━━━ Estratto del documento

Chiara Andreini è segretaria del Partito Democratico di Sansepolcro e consigliere comunale del gruppo PD-InComune. Nella scorsa legislatura è stata assessore a cultura, turismo e commercio nella Giunta guidata da Daniela Frullani. TeverePost l’ha incontrata ieri pomeriggio.
Dal punto di osservazione dell’assessore prima e del consigliere di opposizione poi, quali sono secondo te le principali differenze di approccio alla gestione della cosa pubblica da parte dell’amministrazione Frullani e dell’amministrazione Cornioli?
Nelle Giunta Frullani, a parte Daniela, eravamo tutti alla prima esperienza amministrativa e ci siamo avvicinati alla complessità dell’amministrare con grande umiltà, cercando soprattutto all’inizio di capire le procedure e i confini di quello che è possibile e che non è possibile. L’approccio dell’amministrazione Cornioli è stato invece baldanzoso, per non dire quasi prepotente: si pensava che tutto fosse facile, immediato, veloce. Poi la dura realtà ha preso il sopravvento e adesso la narrazione è quella dei piccoli passi, “vediamo”, “aspettiamo”, “i soldi non ci sono”, perché tra quello che uno immagina dall’esterno e quello che invece è possibile c’è una grande distanza.
L’altra differenza, che riguarda più me, è che quando sei assessore hai la possibilità di far passare le tue idee, i progetti, avere un ruolo più attivo. Il consigliere di opposizione ha un ruolo di pungolo, di critica, ma la proposta è più marginale ed è più importante l’aspetto di controllo. Noi abbiamo cercato il più possibile di dare collaborazione, ma nella prima fase del mandato il nostro contributo è stato completamente ignorato. Adesso, in questa fase di grande difficoltà e di grande crisi, l’atteggiamento è differente, anche perché forse si sono resi conto che una comunità per essere coesa ha bisogno di tutti, e quindi anche il clima in Consiglio comunale è diverso.

━━━━━━
━━━ Estratti dei dati

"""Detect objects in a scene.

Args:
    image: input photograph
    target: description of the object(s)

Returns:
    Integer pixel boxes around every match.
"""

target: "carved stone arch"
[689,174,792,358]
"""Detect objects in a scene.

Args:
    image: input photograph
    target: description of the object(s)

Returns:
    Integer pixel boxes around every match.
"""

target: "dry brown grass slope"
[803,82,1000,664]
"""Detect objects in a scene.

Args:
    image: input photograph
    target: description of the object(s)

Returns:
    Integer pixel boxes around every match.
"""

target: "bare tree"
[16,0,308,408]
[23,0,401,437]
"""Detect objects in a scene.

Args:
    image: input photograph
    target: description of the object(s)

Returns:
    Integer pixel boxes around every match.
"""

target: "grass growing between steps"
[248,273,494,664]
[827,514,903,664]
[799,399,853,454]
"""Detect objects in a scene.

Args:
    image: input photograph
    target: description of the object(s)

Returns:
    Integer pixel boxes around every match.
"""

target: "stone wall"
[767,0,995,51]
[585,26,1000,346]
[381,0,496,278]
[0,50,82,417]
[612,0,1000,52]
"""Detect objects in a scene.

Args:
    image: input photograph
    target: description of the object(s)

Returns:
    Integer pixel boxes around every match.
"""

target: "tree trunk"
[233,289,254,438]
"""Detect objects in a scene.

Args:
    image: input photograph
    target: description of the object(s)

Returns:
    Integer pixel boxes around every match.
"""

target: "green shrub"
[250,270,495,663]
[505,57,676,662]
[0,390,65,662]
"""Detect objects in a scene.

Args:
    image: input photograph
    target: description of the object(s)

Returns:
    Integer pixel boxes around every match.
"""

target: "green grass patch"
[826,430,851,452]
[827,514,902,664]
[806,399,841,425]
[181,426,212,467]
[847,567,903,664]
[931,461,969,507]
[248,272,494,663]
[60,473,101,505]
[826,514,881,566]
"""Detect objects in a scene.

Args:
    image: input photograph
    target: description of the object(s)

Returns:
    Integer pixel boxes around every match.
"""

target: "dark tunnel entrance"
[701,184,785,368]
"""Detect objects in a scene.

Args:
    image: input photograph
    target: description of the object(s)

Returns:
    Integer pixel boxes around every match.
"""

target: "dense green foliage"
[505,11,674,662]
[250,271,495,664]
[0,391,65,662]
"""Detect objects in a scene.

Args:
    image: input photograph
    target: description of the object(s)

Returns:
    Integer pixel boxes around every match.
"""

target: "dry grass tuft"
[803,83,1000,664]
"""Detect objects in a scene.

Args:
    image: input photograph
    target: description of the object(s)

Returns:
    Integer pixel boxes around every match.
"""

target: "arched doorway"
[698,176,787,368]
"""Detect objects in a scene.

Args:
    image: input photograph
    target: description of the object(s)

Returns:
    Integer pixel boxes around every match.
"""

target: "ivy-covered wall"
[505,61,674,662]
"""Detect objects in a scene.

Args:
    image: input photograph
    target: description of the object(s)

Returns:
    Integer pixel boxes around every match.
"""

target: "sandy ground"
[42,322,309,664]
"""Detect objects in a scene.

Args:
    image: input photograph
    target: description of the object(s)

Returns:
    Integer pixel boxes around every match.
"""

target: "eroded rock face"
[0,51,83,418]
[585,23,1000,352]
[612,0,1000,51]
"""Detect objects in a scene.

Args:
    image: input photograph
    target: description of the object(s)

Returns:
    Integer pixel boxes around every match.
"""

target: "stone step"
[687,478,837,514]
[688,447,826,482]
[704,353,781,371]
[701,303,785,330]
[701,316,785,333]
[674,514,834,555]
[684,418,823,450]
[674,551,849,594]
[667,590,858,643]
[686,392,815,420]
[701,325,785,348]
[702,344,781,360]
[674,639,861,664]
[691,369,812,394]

━━━━━━

Cosa fare:
Prosegui l'intervista a Chiara Andreini sulla politica di Sansepolcro dopo l'ultima risposta riportata. L'elenco non serve.

Risposta:
Nello specifico delle deleghe che gestivi come assessore, cosa è cambiato con questa legislatura?
Parto dal commercio, che è uno dei settori vitali di questa città. Il nostro centro storico, oltre ad avere le bellezze artistiche, è vivo perché le persone ci lavorano, decidono di passare qui una serata, di mangiare. Spente le luce di negozi, bar e ristoranti, il centro storico muore. Il sindaco ha puntato molto sul rapporto con i commercianti, ma più con il singolo che con il gruppo. Per seguire un comparto così importante c’è bisogno di un’attenzione continua. Io avevo deciso di incontrare l’assemblea dei commercianti minimo tre volte l’anno. Venivano veicolate le nostre idee e ricevute le proposte di ognuno. Erano momenti a volte anche tesi, mi ricordo la vicenda dei parcheggi a pagamento, che sappiamo bene essere stata una cosa montata ad arte. Ma il confronto diretto era molto importante per capire il polso, senza delegittimare il ruolo dei rappresentanti dei commercianti. Adesso vedo scarsa partecipazione e molta delega, perché è un settore difficile da seguire, dove ci sono esigenze differenti. Tutta una serie di piccole e grandi iniziative che avevamo avviato si sono dissolte perché non c’era la possibilità, la voglia o il tempo per proseguirle, e questo un po’ dispiace.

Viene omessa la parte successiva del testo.